◆ Listed records:
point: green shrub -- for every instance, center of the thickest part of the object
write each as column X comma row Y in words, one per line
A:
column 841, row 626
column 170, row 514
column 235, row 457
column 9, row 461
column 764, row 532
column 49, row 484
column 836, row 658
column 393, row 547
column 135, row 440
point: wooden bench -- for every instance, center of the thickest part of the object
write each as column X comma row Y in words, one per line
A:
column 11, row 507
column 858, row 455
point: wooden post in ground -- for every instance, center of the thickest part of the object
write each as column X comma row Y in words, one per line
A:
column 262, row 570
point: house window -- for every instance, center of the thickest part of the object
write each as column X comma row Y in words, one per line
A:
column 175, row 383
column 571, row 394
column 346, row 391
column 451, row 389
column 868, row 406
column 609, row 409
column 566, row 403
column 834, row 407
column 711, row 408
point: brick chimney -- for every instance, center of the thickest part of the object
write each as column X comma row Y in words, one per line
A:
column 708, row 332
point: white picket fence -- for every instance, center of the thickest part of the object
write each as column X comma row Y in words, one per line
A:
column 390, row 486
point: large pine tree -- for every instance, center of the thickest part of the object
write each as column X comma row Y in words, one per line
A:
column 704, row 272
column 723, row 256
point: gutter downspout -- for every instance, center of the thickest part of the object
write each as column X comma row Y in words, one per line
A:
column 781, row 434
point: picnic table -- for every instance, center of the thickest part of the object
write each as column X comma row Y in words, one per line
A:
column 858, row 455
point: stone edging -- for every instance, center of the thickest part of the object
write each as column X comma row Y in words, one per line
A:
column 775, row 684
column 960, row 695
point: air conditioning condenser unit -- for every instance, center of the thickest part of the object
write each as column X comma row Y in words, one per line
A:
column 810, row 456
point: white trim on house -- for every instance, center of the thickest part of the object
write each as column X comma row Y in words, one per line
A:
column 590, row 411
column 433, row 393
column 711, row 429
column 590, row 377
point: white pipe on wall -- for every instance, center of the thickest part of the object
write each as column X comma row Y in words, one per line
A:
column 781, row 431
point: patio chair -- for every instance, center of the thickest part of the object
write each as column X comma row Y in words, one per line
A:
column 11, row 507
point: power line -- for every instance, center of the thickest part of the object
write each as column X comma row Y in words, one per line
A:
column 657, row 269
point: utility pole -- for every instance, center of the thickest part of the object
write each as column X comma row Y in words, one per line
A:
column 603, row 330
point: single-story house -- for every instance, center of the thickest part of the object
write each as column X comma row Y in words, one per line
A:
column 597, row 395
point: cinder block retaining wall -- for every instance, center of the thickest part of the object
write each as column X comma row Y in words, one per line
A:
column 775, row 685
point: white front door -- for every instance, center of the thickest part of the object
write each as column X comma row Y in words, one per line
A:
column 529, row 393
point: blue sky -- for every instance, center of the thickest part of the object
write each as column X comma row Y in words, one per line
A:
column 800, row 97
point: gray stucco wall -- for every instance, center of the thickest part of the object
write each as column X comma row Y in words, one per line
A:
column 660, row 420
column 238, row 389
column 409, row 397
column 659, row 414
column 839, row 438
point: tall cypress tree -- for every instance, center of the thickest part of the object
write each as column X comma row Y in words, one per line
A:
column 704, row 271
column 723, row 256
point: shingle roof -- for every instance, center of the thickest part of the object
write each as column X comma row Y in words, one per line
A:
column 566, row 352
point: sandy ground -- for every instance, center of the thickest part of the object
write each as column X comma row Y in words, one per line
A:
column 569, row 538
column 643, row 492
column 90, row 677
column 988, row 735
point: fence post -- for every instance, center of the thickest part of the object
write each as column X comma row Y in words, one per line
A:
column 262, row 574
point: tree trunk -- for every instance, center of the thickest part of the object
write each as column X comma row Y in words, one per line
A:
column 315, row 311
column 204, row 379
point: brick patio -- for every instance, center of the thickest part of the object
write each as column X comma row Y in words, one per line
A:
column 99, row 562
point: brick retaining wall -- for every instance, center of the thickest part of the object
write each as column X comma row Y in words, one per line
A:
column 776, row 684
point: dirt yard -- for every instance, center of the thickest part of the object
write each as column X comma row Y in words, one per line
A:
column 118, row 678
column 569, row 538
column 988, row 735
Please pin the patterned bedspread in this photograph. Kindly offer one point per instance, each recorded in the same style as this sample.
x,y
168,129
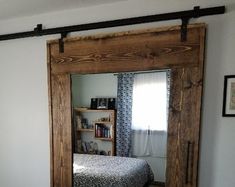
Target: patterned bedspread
x,y
110,171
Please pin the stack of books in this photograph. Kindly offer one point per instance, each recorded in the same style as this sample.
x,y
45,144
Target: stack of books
x,y
102,131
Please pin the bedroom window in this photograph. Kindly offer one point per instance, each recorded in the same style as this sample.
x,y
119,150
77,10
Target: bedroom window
x,y
150,101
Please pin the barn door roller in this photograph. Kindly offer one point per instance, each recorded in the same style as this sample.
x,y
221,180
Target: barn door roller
x,y
185,16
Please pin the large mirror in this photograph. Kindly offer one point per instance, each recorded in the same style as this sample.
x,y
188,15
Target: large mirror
x,y
98,108
123,115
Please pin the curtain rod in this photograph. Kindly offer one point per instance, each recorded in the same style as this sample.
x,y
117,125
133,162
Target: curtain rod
x,y
183,15
143,72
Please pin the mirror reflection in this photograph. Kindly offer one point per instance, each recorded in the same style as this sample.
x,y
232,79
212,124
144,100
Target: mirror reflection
x,y
120,128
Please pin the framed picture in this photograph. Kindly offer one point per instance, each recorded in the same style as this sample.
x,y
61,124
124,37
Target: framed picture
x,y
229,96
102,103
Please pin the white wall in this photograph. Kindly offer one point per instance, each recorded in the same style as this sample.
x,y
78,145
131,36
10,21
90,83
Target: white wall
x,y
24,132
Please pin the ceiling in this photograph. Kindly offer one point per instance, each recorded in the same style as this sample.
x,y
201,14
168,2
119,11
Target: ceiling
x,y
19,8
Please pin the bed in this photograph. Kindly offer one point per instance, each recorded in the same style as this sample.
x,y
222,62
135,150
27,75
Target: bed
x,y
110,171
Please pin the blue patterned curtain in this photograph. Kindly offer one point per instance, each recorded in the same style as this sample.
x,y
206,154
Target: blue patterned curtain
x,y
124,114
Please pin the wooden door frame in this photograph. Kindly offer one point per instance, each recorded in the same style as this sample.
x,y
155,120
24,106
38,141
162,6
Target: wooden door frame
x,y
143,50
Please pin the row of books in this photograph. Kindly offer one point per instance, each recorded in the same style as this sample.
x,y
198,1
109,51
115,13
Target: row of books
x,y
102,131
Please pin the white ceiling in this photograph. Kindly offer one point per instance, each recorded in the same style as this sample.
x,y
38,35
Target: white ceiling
x,y
19,8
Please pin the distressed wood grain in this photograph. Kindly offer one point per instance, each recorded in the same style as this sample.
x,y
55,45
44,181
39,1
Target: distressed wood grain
x,y
132,51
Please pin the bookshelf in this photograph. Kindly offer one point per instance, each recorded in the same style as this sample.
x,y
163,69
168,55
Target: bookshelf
x,y
95,131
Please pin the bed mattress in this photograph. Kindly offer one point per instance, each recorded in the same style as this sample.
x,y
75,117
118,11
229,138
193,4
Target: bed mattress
x,y
110,171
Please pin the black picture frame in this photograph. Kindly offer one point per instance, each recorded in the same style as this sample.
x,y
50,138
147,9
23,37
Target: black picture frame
x,y
229,96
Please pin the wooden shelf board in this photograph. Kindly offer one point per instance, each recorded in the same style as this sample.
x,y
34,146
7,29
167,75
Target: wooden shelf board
x,y
104,122
105,139
86,130
92,110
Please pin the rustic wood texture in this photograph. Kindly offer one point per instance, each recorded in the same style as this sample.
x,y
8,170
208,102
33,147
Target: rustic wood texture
x,y
62,130
145,51
133,51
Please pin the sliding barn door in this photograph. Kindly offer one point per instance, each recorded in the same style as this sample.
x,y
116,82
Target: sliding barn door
x,y
153,49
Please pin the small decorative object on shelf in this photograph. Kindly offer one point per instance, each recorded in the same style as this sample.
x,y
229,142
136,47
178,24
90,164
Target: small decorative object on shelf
x,y
95,129
103,103
229,96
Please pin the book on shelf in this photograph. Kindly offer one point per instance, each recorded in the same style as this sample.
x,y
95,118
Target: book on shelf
x,y
102,131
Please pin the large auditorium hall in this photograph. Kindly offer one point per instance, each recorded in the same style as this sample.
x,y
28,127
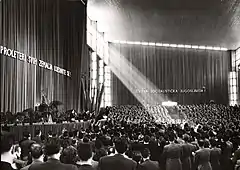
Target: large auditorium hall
x,y
120,84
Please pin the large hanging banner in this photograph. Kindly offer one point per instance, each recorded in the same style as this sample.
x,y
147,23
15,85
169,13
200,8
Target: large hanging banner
x,y
31,60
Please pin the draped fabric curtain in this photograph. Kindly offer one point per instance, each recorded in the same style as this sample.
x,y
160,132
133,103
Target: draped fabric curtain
x,y
175,68
50,30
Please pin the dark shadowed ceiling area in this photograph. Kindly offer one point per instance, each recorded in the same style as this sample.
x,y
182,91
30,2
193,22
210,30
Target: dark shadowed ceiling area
x,y
196,22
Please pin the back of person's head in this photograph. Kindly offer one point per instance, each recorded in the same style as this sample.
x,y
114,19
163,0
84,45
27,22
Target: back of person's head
x,y
186,138
98,144
7,141
146,153
146,138
71,134
84,151
213,143
69,155
201,143
52,146
37,132
137,156
85,139
26,135
171,137
120,145
36,151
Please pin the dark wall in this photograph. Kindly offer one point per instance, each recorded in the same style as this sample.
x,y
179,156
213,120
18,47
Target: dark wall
x,y
49,30
176,68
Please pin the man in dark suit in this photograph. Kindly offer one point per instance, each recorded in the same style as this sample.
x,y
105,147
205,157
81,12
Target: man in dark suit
x,y
147,164
37,155
172,154
119,161
52,150
37,138
85,154
25,144
7,155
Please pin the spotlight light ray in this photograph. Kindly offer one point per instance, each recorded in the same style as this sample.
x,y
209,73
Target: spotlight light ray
x,y
142,88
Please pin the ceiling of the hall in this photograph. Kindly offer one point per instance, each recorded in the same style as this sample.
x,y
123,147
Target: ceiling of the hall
x,y
198,22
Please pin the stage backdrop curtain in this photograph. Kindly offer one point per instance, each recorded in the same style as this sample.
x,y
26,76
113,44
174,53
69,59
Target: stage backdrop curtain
x,y
50,30
175,68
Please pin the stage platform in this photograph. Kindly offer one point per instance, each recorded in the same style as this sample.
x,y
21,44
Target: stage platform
x,y
45,128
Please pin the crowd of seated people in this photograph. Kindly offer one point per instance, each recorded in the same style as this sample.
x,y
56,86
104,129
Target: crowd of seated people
x,y
125,145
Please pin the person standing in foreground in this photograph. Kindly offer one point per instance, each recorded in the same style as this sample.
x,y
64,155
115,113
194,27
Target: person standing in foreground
x,y
118,161
7,155
36,154
53,151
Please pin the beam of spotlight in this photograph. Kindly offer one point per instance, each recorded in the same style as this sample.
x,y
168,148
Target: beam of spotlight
x,y
142,88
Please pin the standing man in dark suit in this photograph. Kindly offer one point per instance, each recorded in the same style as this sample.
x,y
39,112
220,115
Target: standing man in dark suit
x,y
36,154
119,161
7,155
172,154
147,164
37,138
25,144
53,150
85,155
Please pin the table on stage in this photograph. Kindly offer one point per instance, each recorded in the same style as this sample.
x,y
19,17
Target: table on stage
x,y
45,128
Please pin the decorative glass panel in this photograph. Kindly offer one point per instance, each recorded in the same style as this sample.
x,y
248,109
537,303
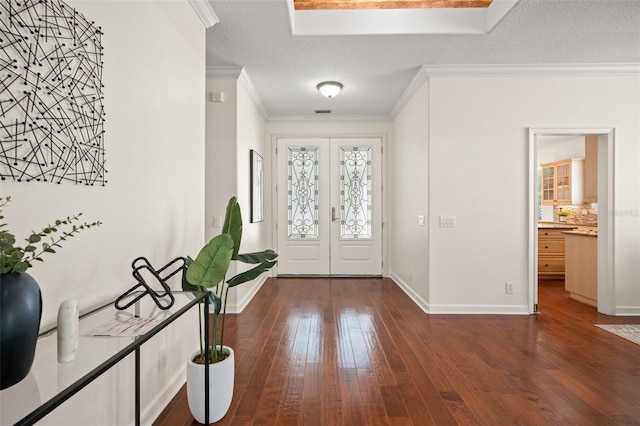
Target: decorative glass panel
x,y
355,192
302,195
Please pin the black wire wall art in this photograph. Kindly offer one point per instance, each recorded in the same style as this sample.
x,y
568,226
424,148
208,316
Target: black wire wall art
x,y
51,94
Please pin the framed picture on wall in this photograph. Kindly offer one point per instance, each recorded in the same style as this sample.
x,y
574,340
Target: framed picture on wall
x,y
257,187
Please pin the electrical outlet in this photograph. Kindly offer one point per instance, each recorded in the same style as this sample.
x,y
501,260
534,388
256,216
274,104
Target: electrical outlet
x,y
508,288
162,360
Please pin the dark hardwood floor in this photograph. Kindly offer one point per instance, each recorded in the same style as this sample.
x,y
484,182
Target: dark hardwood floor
x,y
360,352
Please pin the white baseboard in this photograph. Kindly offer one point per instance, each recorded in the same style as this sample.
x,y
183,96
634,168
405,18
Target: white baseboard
x,y
431,308
631,311
163,398
480,309
409,291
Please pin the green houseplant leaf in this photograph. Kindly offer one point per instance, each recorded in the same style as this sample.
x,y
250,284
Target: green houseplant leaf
x,y
210,266
251,274
209,270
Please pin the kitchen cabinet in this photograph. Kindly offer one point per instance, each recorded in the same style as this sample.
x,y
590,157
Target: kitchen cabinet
x,y
551,252
581,277
591,169
563,182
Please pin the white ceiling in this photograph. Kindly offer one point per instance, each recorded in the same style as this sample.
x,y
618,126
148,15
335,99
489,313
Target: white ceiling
x,y
376,69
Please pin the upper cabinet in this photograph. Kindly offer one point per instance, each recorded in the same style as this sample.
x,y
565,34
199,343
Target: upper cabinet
x,y
591,169
563,182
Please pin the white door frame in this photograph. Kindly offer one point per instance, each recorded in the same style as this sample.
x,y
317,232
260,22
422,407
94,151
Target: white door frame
x,y
274,179
606,282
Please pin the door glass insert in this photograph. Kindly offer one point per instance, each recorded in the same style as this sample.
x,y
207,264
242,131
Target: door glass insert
x,y
302,192
355,192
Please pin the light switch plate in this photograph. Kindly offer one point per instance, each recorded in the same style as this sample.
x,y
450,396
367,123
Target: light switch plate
x,y
447,221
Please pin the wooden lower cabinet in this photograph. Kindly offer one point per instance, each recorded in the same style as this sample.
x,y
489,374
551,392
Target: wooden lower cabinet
x,y
551,253
582,268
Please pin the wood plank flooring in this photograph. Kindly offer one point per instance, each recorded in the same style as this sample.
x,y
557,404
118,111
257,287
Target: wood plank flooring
x,y
359,352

◆ Task instructions: Recast everything in the records above, from the line containing "point: wooden post" down to the line containing "column 960, row 695", both included, as a numbered list with blank lines omitted.

◆ Response:
1. point: wooden post in ground -- for every instance, center of the thickest part of the object
2. write each as column X comma row Y in words, one per line
3. A:
4. column 262, row 570
5. point: house window -- for every instance, center of the thickest part of the object
6. write each as column X comma row Y in words, one per line
7. A:
8. column 175, row 383
9. column 571, row 394
10. column 346, row 391
11. column 451, row 389
12. column 868, row 406
13. column 609, row 409
14. column 566, row 403
15. column 834, row 407
16. column 711, row 408
17. point: brick chimney -- for every instance, center of the thickest part of the object
18. write each as column X comma row Y in words, one per line
19. A:
20. column 708, row 332
21. point: white picket fence -- for every instance, center of the thickest part of the object
22. write each as column X comma row Y in words, one per line
23. A:
24. column 390, row 486
25. point: large pine tree -- for every instance, center of the thickest part of the object
26. write each as column X comma row Y in words, one per line
27. A:
28. column 704, row 272
29. column 723, row 256
30. point: gutter downspout -- for every instance, center of the thickest part of the object
31. write each as column X comma row Y in words, one per line
32. A:
33. column 781, row 434
34. point: picnic table -- for every instance, center of the thickest part of the object
35. write each as column X comma row Y in words, one per line
36. A:
37. column 858, row 455
38. point: stone edging -- for every instance, center of the thickest part of the object
39. write each as column X comma row Y in words, one per line
40. A:
41. column 775, row 684
42. column 960, row 695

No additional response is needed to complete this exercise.